Count the lines in the position identification records that contain the string "spire", and give only that number.

Position identification records
* BEGIN *
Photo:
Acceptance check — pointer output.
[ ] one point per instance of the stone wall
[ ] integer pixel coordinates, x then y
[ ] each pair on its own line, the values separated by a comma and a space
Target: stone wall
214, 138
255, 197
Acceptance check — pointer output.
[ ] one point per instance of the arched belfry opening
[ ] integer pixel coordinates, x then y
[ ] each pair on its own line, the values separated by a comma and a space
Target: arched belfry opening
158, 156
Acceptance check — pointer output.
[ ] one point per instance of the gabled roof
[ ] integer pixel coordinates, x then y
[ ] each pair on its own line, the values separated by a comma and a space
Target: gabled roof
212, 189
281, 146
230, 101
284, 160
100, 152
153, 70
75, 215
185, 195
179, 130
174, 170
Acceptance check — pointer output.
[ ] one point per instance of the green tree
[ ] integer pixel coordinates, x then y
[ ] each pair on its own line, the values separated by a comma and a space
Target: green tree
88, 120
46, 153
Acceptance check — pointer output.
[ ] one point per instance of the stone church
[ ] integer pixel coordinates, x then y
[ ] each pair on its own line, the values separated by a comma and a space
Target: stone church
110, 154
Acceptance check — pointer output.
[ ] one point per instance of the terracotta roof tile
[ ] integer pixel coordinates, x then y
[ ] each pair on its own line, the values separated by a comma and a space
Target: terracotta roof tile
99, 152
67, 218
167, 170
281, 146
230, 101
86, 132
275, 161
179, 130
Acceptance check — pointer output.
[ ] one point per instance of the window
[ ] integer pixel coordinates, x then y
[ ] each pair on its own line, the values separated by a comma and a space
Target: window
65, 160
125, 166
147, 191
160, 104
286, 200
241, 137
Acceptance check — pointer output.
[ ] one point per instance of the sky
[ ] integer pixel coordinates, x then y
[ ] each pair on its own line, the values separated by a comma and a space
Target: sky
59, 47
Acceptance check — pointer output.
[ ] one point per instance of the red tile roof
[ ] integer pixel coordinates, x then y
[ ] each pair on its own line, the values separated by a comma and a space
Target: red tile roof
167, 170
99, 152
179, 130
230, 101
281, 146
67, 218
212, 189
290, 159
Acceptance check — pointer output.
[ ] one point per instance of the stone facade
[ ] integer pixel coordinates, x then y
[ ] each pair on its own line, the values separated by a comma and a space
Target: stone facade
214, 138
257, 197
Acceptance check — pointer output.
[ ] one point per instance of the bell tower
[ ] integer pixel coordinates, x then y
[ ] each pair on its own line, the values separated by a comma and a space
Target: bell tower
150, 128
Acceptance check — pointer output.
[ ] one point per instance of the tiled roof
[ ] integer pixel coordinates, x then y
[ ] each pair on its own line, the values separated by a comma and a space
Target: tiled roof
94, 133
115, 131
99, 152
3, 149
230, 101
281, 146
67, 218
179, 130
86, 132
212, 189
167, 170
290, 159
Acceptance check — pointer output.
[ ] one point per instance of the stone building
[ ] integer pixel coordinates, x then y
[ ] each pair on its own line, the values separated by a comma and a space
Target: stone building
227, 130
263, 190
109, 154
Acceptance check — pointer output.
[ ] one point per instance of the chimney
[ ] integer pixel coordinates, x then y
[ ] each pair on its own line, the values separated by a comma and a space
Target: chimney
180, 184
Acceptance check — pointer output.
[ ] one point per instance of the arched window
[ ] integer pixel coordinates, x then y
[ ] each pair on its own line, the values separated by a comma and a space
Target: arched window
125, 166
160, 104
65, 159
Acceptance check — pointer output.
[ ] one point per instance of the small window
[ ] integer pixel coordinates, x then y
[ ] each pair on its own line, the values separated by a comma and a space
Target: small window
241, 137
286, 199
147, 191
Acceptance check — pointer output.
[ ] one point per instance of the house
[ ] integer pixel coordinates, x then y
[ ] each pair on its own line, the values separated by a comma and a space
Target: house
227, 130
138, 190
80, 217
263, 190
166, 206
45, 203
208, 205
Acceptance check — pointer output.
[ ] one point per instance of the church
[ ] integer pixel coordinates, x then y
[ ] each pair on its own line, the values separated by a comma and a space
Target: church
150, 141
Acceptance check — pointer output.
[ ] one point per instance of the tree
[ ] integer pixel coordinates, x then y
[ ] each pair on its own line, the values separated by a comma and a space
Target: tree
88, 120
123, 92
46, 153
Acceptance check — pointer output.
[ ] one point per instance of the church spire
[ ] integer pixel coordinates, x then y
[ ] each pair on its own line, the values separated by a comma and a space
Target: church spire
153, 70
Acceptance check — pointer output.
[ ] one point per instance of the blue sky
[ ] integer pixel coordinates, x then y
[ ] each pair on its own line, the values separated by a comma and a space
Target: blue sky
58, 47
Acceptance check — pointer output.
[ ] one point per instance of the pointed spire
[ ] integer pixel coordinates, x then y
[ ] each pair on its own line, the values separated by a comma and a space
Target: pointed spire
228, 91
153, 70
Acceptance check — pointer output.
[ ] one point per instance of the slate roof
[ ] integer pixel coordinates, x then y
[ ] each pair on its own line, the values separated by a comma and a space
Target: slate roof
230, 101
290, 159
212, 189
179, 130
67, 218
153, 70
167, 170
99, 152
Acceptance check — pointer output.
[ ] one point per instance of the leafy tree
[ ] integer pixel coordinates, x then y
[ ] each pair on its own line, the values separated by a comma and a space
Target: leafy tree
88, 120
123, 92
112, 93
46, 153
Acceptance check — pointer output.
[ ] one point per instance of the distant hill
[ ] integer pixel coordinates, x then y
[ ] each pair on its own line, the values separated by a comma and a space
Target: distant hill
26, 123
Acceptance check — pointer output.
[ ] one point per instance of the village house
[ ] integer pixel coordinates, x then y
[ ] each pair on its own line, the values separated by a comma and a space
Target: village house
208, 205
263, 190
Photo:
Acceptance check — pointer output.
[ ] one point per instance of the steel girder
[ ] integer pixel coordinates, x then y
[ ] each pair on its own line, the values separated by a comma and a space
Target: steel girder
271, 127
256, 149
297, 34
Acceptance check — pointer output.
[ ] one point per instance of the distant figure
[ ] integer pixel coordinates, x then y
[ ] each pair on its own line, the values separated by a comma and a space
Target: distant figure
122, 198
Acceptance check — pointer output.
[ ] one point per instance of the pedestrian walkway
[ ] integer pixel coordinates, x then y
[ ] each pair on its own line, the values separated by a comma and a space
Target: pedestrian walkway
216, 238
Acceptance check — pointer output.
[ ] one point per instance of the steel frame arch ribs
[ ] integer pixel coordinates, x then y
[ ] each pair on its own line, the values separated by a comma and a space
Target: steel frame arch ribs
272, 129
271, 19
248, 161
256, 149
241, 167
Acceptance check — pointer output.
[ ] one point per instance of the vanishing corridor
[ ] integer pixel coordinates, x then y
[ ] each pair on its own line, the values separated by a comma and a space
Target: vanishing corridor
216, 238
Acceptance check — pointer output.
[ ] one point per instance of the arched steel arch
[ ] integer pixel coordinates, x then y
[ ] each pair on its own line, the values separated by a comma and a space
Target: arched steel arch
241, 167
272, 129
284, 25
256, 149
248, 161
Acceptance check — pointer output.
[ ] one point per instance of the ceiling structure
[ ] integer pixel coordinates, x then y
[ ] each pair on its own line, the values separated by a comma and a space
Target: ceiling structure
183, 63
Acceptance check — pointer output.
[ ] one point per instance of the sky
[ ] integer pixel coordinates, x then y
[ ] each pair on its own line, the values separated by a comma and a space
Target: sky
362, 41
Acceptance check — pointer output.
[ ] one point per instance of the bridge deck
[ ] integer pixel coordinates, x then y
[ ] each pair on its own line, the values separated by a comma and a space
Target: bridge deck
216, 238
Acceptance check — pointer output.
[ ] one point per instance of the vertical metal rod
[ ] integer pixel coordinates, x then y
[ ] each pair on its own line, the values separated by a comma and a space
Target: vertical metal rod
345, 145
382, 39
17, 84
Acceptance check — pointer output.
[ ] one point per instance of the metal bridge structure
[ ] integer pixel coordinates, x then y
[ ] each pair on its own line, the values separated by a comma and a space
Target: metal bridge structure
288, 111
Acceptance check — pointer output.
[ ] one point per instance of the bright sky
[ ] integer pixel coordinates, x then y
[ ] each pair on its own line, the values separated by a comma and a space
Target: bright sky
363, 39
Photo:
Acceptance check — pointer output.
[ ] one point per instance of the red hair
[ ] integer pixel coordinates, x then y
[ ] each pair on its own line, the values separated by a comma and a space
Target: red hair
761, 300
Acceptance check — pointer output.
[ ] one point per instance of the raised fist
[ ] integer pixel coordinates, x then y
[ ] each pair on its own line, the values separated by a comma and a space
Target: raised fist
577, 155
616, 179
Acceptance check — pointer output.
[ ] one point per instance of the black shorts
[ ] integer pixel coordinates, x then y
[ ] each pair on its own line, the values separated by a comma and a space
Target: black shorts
* END *
§ **PROBLEM SOLUTION**: 4